(Your instructions)
Copy the following records line for line, with no changes.

## BEGIN Provided entries

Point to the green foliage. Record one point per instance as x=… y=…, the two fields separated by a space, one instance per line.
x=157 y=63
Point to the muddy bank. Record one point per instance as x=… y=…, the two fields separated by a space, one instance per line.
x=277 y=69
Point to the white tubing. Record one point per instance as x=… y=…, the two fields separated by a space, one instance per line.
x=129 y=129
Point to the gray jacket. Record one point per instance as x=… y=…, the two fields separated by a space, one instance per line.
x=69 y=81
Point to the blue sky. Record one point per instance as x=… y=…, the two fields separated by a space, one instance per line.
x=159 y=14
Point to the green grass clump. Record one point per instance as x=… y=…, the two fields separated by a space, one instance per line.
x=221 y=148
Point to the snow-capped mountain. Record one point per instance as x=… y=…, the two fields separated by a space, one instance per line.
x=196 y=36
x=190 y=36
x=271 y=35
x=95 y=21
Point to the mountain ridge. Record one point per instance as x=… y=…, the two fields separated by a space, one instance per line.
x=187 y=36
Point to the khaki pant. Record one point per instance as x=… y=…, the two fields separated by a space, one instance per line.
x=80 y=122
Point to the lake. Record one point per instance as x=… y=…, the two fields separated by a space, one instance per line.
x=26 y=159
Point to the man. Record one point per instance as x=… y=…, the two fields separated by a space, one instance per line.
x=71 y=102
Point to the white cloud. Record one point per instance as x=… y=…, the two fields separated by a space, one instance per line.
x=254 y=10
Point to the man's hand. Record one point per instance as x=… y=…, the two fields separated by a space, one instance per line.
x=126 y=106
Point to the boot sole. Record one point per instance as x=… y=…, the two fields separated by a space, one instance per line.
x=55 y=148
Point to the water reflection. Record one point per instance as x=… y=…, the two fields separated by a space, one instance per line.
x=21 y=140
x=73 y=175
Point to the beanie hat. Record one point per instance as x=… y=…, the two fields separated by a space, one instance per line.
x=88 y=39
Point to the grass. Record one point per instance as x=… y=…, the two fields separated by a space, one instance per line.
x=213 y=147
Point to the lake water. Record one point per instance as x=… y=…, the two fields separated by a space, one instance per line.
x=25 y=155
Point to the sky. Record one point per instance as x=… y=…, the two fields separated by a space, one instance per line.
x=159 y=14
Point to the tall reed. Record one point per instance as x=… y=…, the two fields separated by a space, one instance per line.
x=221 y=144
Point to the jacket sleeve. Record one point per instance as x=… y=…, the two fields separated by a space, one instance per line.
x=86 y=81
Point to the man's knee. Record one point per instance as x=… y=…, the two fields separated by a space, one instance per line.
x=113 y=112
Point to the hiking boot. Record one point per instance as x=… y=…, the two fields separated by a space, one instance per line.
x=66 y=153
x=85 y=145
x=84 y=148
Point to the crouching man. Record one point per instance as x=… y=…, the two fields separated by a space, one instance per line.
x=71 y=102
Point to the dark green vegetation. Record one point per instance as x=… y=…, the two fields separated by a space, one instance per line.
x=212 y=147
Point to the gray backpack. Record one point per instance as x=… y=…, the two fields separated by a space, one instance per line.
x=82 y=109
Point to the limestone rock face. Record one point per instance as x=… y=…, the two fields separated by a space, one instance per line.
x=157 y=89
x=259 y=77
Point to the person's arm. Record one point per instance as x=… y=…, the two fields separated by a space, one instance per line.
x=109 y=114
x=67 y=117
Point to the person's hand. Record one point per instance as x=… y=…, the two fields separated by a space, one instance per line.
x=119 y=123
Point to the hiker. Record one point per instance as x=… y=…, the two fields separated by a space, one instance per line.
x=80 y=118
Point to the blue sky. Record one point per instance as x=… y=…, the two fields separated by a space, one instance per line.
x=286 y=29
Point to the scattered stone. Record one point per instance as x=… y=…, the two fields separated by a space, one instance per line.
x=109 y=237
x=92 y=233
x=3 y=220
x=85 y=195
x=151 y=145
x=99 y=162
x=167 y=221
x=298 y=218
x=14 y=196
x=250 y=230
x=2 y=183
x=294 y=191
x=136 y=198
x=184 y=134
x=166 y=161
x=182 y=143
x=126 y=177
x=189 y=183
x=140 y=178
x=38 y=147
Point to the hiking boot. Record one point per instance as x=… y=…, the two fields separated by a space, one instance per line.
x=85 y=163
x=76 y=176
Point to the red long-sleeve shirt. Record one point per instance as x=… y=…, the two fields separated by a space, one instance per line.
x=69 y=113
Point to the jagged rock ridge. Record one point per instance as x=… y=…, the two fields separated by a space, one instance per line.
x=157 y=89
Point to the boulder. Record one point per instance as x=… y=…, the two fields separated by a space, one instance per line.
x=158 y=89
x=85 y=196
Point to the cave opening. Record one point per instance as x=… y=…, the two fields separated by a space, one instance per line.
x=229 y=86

## END Provided entries

(Expected answer)
Point to the green foliage. Record one point per instance as x=… y=…, the two fields separated by a space, one instance per line.
x=157 y=63
Point to the muddy bank. Record one point per instance as x=… y=…, the two fields separated by a space, one instance per line.
x=277 y=69
Point to the white tubing. Record one point per instance as x=… y=…, the two fields separated by a space, one instance per line.
x=129 y=129
Point to the gray jacket. Record one point per instance as x=… y=…, the two fields separated by a space, one instance per line.
x=69 y=81
Point to the blue sky. Record one point per instance as x=… y=…, the two fields separated by a space, one instance per line.
x=159 y=14
Point to the green grass clump. Record one point per instance as x=… y=…, the two fields separated by a space, one instance per line.
x=221 y=148
Point to the snow-capped mountain. Record one point per instance as x=… y=…, the two fields separated by a space, one instance per line.
x=196 y=36
x=190 y=36
x=271 y=35
x=95 y=21
Point to the mountain ridge. Record one point per instance as x=… y=…, the two fields separated by a space, one instance per line.
x=187 y=36
Point to the khaki pant. Record one point per instance as x=… y=…, the two fields separated by a space, one instance per line.
x=80 y=122
Point to the lake. Record one point per instance as x=… y=…, the two fields separated by a space, one instance per line.
x=26 y=159
Point to the man. Record one point per instance as x=… y=…, the two fields separated by a space, one instance per line.
x=71 y=102
Point to the white cloud. Record one point per instance as x=… y=…, the two fields separated by a space, one instance per line.
x=254 y=10
Point to the man's hand. Record one point per instance as x=… y=…, the two fields separated by a space, one instance per line.
x=126 y=106
Point to the boot sole. Record one point per instance as x=… y=…, the two fields separated by a space, one instance per line.
x=55 y=148
Point to the water reflection. Record one point per instance as x=… y=…, the two fields separated by a space, one instance per line.
x=21 y=140
x=73 y=175
Point to the beanie hat. Record one point per instance as x=… y=…, the two fields separated by a space, one instance per line.
x=88 y=39
Point to the grass. Record one point per instance as x=… y=…, the two fields separated by a space, one instance per line.
x=213 y=147
Point to the lake water. Record one point per instance as x=… y=…, the two fields separated by a space, one instance per line.
x=25 y=155
Point to the sky. Record one point per instance as x=… y=…, the two fields separated by a space, one instance per line.
x=159 y=14
Point to the tall reed. Record one point per instance as x=… y=…, the two fields separated by a space, one instance per line.
x=221 y=144
Point to the jacket sleeve. Record one point per instance as x=… y=…, the two fields separated by a space, one instance per line.
x=86 y=81
Point to the man's knee. Record one point per instance as x=… y=…, the two fields separated by a space, one instance per line.
x=113 y=112
Point to the hiking boot. Record one point per instance as x=… y=…, the two fields separated by a space, one instance per line.
x=66 y=153
x=85 y=145
x=84 y=148
Point to the crouching man. Record one point per instance as x=… y=…, the two fields separated by a space, one instance per line.
x=71 y=102
Point to the dark green vegetation. Record one point per instance as x=… y=…, the two fields separated by a space, one instance per line.
x=212 y=147
Point to the gray backpack. Record one point per instance as x=… y=…, the two fields separated by a space, one instance per line.
x=82 y=109
Point to the limestone rock face. Record one point per instance as x=… y=…, the two fields separated by a space, one instance per line.
x=157 y=89
x=259 y=77
Point to the person's arm. Record one point per instance as x=… y=…, the two fields separated by a space, one instance per line.
x=109 y=114
x=67 y=117
Point to the person's hand. Record one point per instance as x=… y=…, the two fields separated by a space, one instance per line.
x=119 y=123
Point to the hiker. Record one point per instance as x=… y=…, the two fields separated by a space, one instance per line.
x=80 y=118
Point to the blue sky. Record one point per instance as x=… y=…, the two fields separated by a space, one instance per line.
x=286 y=29
Point to the scattered stone. Record one point per instance as x=… y=…, the two fields separated by a space, one instance per line.
x=109 y=237
x=92 y=233
x=3 y=220
x=85 y=195
x=151 y=145
x=99 y=162
x=167 y=221
x=298 y=218
x=14 y=196
x=250 y=230
x=2 y=183
x=294 y=191
x=136 y=198
x=184 y=134
x=166 y=161
x=182 y=143
x=126 y=177
x=189 y=183
x=140 y=178
x=38 y=147
Point to the hiking boot. Record one point per instance as x=… y=…, the two fields separated by a space, one instance per line.
x=85 y=163
x=76 y=176
Point to the red long-sleeve shirt. Record one point per instance as x=… y=…, the two fields separated by a space, one instance per line.
x=69 y=113
Point to the jagged rock ridge. Record one point per instance as x=… y=…, the two fields separated by a space, one instance per line.
x=157 y=89
Point to the boulder. Record one point per instance as x=… y=…, the two fields separated by a space, one instance per line.
x=158 y=89
x=85 y=196
Point to the cave opening. Record one point per instance as x=… y=…, the two fields separated by a space, one instance per line.
x=229 y=86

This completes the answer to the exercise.